◆ **Exercise inputs**
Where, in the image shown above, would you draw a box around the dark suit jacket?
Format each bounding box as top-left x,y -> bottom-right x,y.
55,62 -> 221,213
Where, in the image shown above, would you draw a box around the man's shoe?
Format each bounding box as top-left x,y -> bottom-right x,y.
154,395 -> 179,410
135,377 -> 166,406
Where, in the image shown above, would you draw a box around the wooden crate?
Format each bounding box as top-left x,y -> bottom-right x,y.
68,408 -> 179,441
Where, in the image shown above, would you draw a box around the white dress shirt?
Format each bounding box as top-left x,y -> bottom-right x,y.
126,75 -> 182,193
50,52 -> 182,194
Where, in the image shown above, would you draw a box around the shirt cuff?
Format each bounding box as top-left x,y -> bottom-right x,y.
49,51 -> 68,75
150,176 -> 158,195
==
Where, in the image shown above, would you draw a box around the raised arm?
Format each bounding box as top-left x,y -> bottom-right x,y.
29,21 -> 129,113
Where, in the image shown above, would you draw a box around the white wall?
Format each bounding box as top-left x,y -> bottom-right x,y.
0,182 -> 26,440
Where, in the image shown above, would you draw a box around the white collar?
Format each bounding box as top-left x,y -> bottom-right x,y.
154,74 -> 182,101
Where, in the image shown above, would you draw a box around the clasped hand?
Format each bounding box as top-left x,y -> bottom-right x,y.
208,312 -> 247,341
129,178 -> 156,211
==
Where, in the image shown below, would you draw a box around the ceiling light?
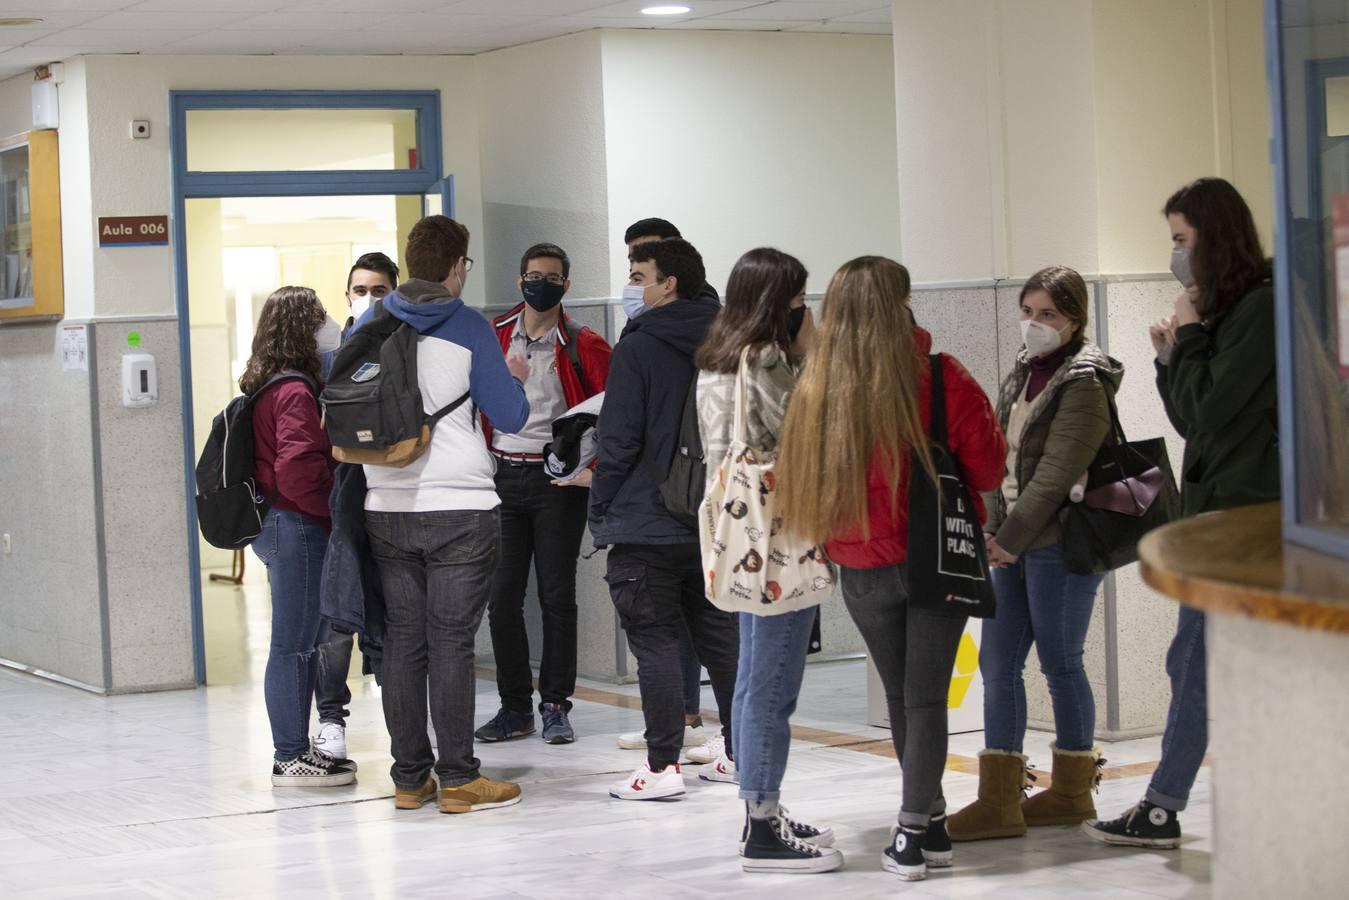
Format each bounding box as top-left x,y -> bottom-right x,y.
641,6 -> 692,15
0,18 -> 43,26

◆ **Description of the task**
Your response should be each line that includes the word "shirt", copied from the records.

◆ **Task response**
Where, in the image shown above, would you draw a box around the white dress shirt?
Where, in the image shown above, would you draw a box around the shirt cuff?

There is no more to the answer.